**Source excerpt**
-- start --

The results for the EAC countries are compared with the results for the EU monetary union since EMU had been successfully implemented.

Chapter six − Conclusions and Recommendations:

In this chapter, we draw the conclusions based on the overall findings of this study.

Several policy implications and suggestions for further research are presented at the end of the chapter.




This chapter reviews the social and economic background of the East African Community region; it examines the performance and general trend of the region towards forming a monetary union. It further presents the assessment of the performance and similarity in the key sectors of trade, policy discipline, macroeconomic indicators, industry and agriculture. It also presents some highlights of how the East African Community countries qualify for the traditional OCA criteria. The chapter is organized as follows: it starts with the history of regional integration of the East African Community followed by the general characteristics of East African community. The chapter continues by presenting an evaluation of how the East African Community meets the traditional OCA criteria and finally concludes with some closing remarks.

-- end --

**Records supplied**
-- start --

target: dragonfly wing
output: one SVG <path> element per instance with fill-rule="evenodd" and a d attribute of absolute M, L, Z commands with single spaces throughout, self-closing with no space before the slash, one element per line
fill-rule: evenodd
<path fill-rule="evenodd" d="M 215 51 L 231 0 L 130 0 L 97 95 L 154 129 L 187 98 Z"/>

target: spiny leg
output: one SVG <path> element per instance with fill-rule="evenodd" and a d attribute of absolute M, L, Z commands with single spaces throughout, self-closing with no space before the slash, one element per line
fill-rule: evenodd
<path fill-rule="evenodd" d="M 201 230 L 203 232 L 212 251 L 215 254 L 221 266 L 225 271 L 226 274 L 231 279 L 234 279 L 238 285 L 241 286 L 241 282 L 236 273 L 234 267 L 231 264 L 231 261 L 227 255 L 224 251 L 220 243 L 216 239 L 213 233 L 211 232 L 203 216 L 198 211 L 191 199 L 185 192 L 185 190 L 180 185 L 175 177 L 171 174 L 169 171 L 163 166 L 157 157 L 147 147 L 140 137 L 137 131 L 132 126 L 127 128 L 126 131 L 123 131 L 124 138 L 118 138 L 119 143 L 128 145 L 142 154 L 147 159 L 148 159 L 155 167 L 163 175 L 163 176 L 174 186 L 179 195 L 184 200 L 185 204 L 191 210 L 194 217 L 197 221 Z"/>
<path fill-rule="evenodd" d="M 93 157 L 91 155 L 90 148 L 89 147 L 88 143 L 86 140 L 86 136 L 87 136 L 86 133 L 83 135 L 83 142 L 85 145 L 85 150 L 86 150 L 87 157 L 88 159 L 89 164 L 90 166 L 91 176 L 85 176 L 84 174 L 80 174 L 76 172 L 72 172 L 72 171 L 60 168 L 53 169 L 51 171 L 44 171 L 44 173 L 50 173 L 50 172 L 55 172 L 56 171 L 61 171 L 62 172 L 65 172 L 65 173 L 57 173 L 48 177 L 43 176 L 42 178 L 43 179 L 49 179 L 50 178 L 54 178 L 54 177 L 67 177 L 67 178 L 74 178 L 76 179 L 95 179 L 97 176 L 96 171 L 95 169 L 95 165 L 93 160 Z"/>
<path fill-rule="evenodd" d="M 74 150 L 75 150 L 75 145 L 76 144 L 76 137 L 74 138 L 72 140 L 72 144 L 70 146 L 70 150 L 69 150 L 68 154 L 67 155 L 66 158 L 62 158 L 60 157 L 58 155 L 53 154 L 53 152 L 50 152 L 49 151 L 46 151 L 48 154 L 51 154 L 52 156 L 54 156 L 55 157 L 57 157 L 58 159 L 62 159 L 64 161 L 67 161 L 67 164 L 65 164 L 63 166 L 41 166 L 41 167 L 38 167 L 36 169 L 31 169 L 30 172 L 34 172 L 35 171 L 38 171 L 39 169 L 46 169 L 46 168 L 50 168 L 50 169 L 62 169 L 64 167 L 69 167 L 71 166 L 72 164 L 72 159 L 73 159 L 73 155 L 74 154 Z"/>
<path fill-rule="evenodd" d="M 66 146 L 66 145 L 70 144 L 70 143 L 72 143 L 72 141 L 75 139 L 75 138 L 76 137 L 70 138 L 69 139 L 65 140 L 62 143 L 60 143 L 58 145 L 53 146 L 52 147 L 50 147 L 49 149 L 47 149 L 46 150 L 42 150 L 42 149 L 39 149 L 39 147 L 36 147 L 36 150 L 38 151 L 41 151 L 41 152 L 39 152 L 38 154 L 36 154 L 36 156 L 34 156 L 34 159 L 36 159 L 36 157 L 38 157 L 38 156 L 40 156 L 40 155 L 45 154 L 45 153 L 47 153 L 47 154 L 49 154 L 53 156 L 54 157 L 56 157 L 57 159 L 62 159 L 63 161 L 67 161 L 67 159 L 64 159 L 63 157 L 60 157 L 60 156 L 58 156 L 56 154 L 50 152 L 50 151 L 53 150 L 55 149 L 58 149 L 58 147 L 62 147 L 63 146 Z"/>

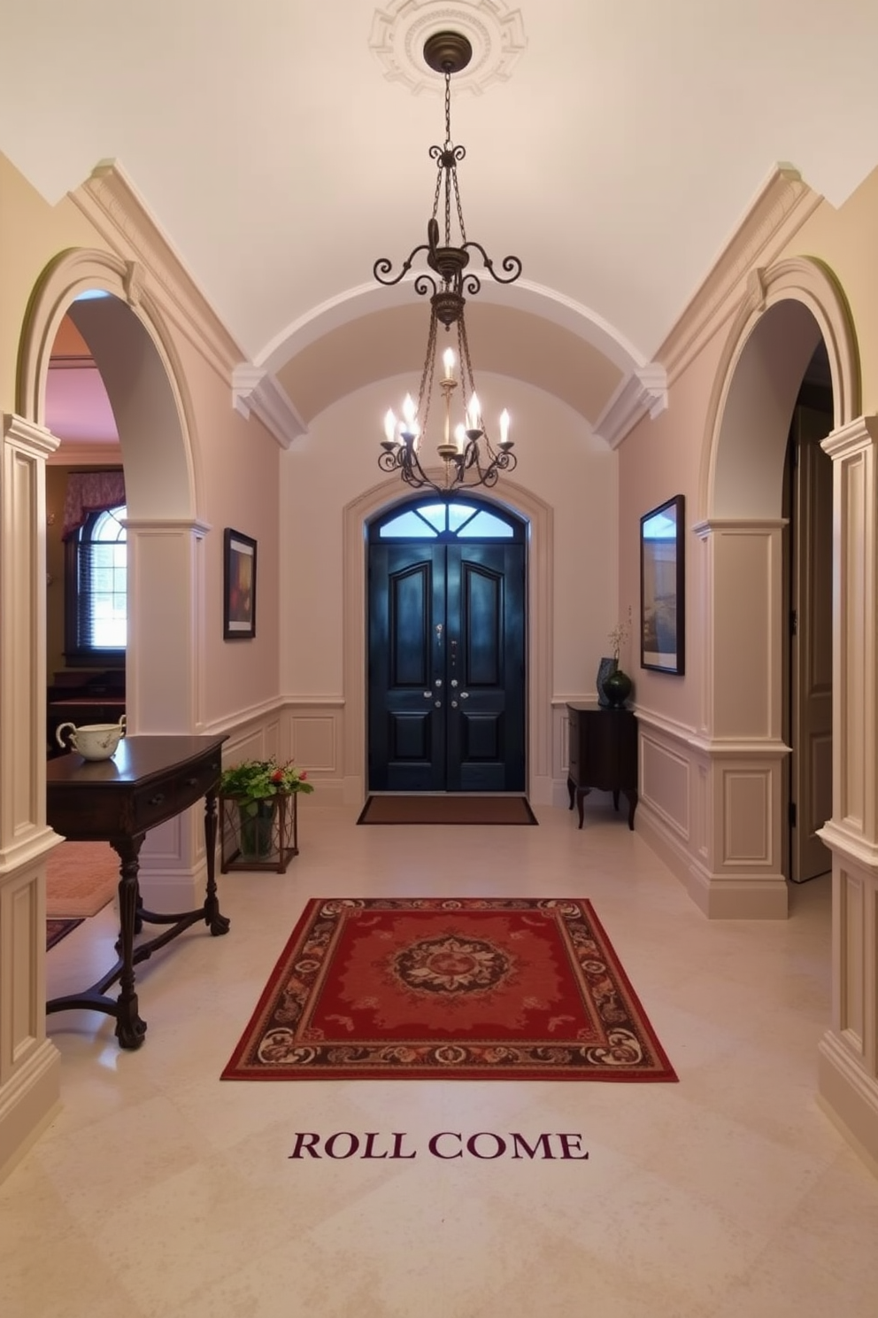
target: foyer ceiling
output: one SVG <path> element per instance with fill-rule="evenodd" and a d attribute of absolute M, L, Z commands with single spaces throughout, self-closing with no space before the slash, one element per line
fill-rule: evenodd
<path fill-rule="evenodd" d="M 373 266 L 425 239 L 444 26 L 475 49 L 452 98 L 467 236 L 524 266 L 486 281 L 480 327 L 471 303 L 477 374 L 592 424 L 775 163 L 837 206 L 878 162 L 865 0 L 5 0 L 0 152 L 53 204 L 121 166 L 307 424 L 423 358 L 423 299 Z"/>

-- end --
-- start --

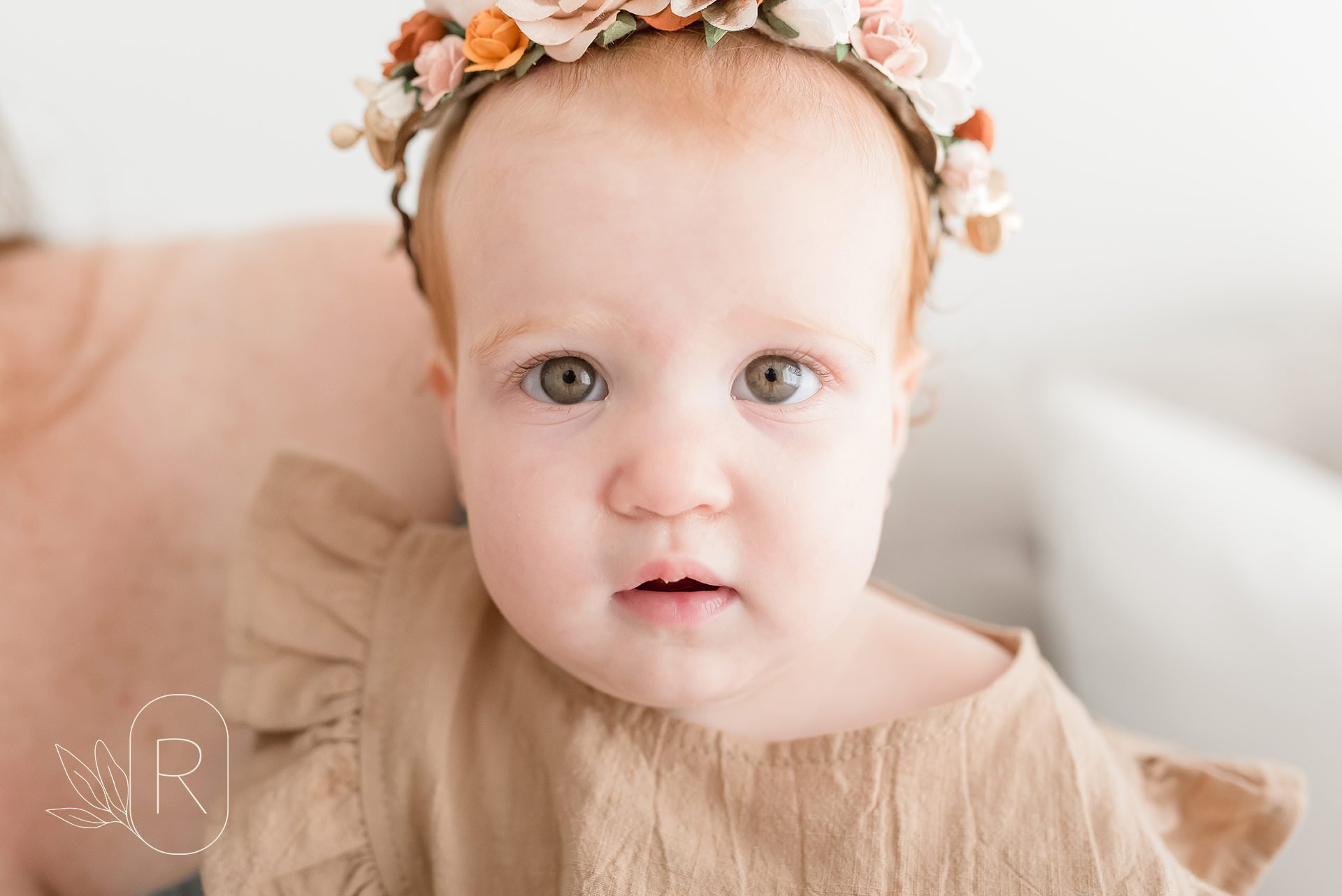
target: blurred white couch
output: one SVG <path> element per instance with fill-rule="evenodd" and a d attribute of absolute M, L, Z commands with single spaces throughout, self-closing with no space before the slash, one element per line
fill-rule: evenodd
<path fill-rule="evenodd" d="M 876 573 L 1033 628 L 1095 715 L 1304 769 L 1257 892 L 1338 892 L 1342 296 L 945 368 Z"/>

-- end --

**Problems to solve**
A: In the excerpt on East African monetary union, what appears at the end of Chapter six?
B: Using the excerpt on East African monetary union, explain why the results for the EAC countries are compared with those for the EU monetary union.

**Solutions for each task**
A: Several policy implications and suggestions for further research.

B: The EAC results are compared with those for the EU monetary union because EMU had been successfully implemented.